Starting at the first line of the entries below, restate each line exactly until you reach the line with "Target | dryer door", and print that one too. Leave the pictures out and stop there.

*** Given records ***

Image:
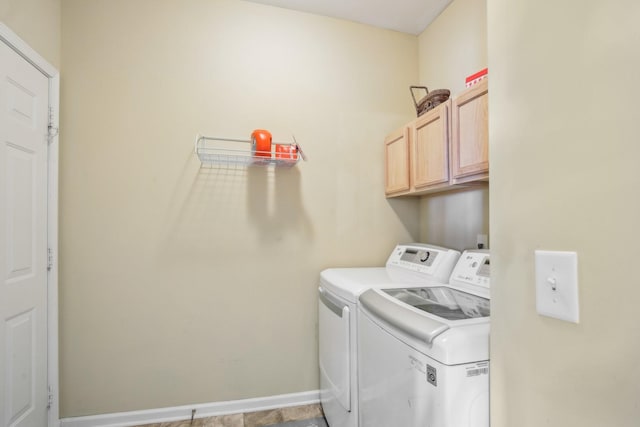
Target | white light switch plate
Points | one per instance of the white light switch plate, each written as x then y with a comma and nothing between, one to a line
557,285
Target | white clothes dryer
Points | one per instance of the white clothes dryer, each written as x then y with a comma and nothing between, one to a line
409,264
423,352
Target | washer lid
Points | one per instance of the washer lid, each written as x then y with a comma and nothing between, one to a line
412,323
349,283
443,301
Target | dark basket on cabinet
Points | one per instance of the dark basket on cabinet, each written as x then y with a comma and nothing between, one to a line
430,100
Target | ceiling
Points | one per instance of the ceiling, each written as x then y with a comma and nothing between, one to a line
406,16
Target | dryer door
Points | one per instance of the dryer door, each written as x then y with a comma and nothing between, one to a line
334,342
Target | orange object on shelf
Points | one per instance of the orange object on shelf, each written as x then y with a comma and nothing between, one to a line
261,143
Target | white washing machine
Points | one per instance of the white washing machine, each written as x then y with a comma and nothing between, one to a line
423,352
408,264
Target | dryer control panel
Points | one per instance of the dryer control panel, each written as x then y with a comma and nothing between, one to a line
432,262
473,268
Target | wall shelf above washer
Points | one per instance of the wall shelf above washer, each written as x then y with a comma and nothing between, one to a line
230,151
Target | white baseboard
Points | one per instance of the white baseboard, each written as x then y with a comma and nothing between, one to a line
133,418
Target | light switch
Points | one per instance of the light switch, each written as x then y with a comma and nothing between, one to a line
557,285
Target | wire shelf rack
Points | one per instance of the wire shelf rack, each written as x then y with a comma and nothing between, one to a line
240,152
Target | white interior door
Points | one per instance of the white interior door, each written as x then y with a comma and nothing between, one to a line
23,242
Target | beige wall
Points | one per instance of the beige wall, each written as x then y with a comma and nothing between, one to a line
182,284
564,176
453,47
37,22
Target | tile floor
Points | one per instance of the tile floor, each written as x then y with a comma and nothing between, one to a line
297,416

*** End of Given records ***

(Reply to the exercise)
Image:
Target | white light switch plate
Points | one per instance of the white light switch plate, each written as x then y with a comma and nothing between, one to a line
557,285
Target | white clothes dryer
Points | one per instance of the white clothes dryer, each written as x then y with a comma and nothing between, one to a line
409,264
423,352
Target | washer lid
Points | one per instance of the washer lid, each written as x then y with a comma and nothing between, one to a line
412,323
349,283
443,301
Target | dark basket on cabinet
Points | one per instance of the dark basket on cabinet, each written as x then y with a comma and nothing between, one to a line
430,100
Target | ceiling
Points | one per instance of the ceiling, each written as x then y with a comma and nothing between, one to a line
406,16
Target | dryer door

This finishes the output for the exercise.